--- TASK OBJECTIVE ---
Continue the C++ template bug report from its last sentence.

--- SOURCE EXCERPT ---

Description of problem:
See code:

class A
{
public:
    template<typename T>
    int f()
    {
        return 0;
    }
};

class B
{
    A a;
public:
    int g()
    {
        return a.f<int>(); //this works
    }

    template<typename U>
    int h()
    {
        return a.f<int>(); //this doesn't
    }
};


How reproducible:
Always

Steps to Reproduce:
1.  Compile above code (no special compiler switches necessary).
2.  See error


Actual Results:  testgcctemplatebug.cpp: In method `int B::h ()':
testgcctemplatebug.cpp:23: parse error before `>'


Expected Results:  Code would compile.

Additional info:

If you make A::f into a static function (and call it using "A::f" syntax),
or a global function, it works.  Even stranger, if you make a global
function f which is defined the same as the member function, but you still
call the member function version from B::g, it works.

If you give f an argument of type T*, and you instantiate the template
based on the argument rather than manually specifying the type, that works
too.  For now, I am working around the bug by allowing a dummy template
argument to be used to instatiate the template.

--- INFORMATION PROVIDED ---
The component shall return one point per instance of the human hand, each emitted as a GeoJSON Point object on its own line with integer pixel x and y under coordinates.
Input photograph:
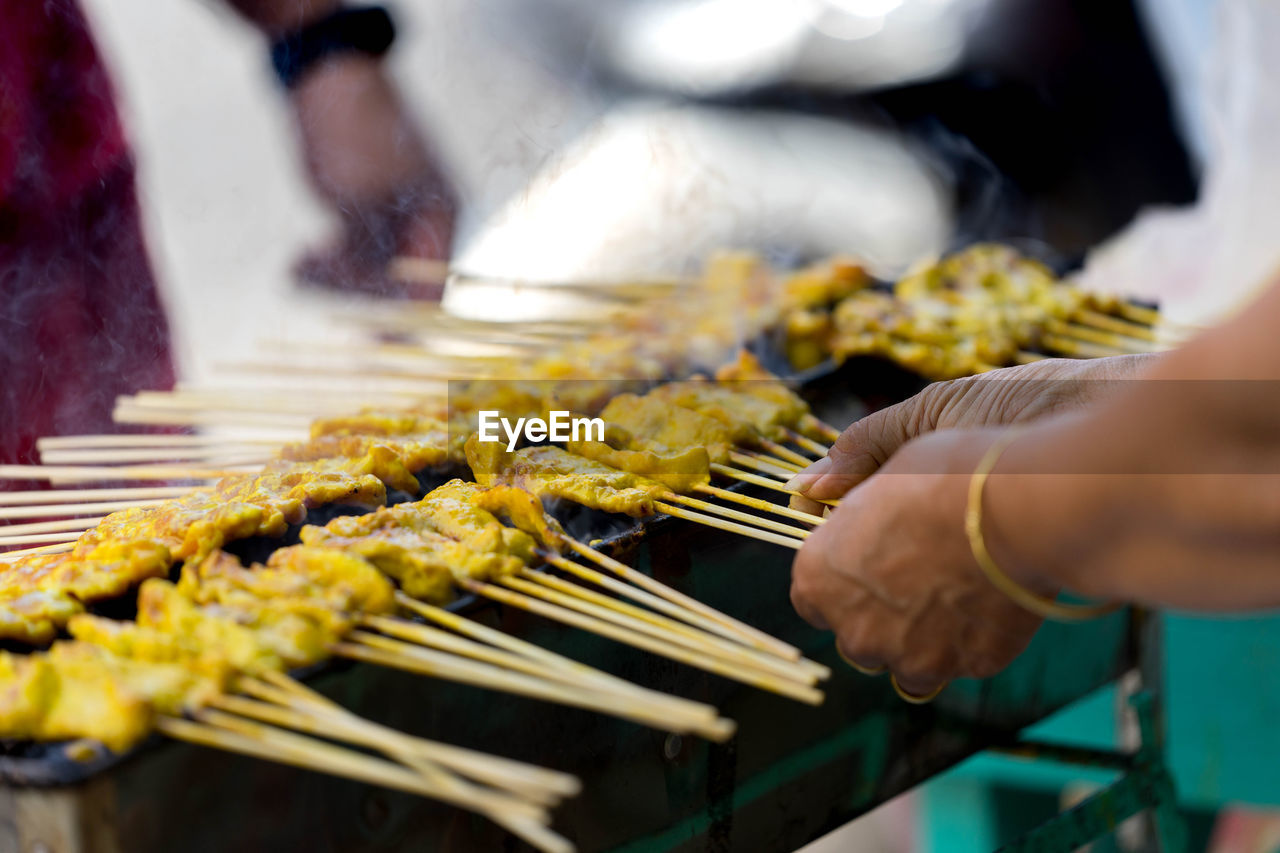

--- TASK ANSWER ---
I suppose I am not entirely sure if the above code is valid C++, but the
only other compiler I could test on is MSVC.  Needless to say, it won't
compile the code either.  But that doesn't mean much, now does it?  :)

I am using gcc 2.96-85.

Comment 1 Jakub Jelinek 2001-07-20 13:24:42 UTC
It does not compile with g++ 2.95.2 and g++ 3.0 either.
I don't have ISO C++ standard with me ATM, so I'd suggest you take this
to comp.lang.c++ or something like that.

Comment 2 Kenton Varda 2001-07-25 14:50:33 UTC
Well, I asked on comp.lang.c++, and the two responses I received both said that they 
are pretty sure that is was a compiler bug.  One guy said that he had reported the same 
bug to the GCC 3.0 people and had received no reply.  He also said that Borland C++ 
compiles it just fine.


Comment 3 Richard Henderson 2004-10-01 23:00:00 UTC
Fixed in the gcc 3.4 c++ parser rewrite.